>> Start RECORDS FOR THIS EXERCISE

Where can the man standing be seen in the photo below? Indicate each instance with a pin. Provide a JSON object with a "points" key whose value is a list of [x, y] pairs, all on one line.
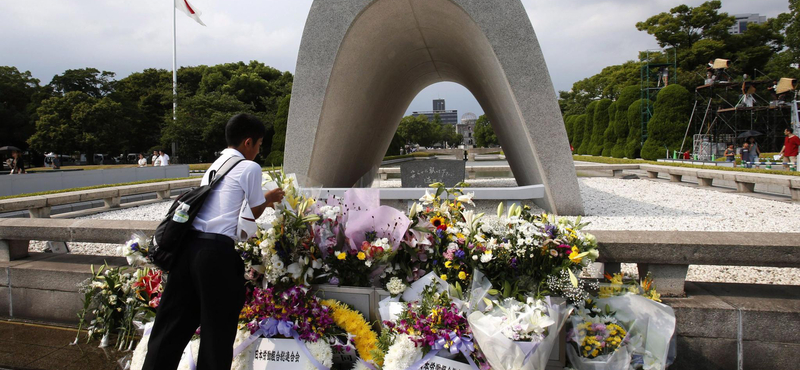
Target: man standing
{"points": [[790, 144], [206, 285], [164, 157]]}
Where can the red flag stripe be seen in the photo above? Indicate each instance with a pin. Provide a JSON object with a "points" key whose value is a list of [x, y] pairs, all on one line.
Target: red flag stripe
{"points": [[188, 7]]}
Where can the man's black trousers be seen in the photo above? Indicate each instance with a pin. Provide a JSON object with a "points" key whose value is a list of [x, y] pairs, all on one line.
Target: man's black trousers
{"points": [[205, 288]]}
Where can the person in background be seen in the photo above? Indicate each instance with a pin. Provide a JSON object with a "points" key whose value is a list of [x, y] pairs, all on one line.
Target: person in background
{"points": [[790, 145], [755, 152], [746, 155], [18, 165], [730, 154], [164, 158]]}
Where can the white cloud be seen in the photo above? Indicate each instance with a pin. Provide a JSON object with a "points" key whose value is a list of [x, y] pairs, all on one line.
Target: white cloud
{"points": [[578, 37]]}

>> End RECORDS FOR THIS EXERCISE

• **WHAT THE TASK ASKS**
Express the entries above as a two-column CSV with the headers "instruction" and "response", one row per entry, placing each entry's text and its answer in a single quoted field each and replacing line breaks with spaces. Cover every entry, and leave the pictures out.

• **WORKED ANSWER**
instruction,response
"Where can the man standing be seen in the photo below? Indicate each instance with a pin. Provide a JSON object with a ""points"" key whose value is a list of [x, y] pairs, all on one line. Target: man standing","{""points"": [[790, 144], [206, 285], [164, 157]]}"
"Where can the red flag stripe be seen in the photo above? Indicate each instance with a pin. Provide a JSON object with a ""points"" key whose value is a list of [x, y] pairs, all on one line. Target: red flag stripe","{""points"": [[188, 7]]}"
"Where can the man's black trousers be seen in the photo above? Indicate each instance with a pin. Provide a JSON object with a ""points"" key whose value is a list of [x, y] pairs, all on one line. Target: man's black trousers","{""points"": [[205, 288]]}"
"Where can the person in background be seen in the photo above? Indicate each instance with a pin. Provide a JSON object with a ""points"" key whose value is a list of [x, y] pairs, all on one line. Target: person in background","{""points"": [[790, 145], [755, 152], [746, 155], [18, 165], [730, 154], [164, 158]]}"
"Where can the white cloud be seen in the photo above? Indicate each instance with a pin. Provide a JSON object with a ""points"" key whose value is a list of [x, y] pairs, all on one line. Target: white cloud","{""points"": [[578, 37]]}"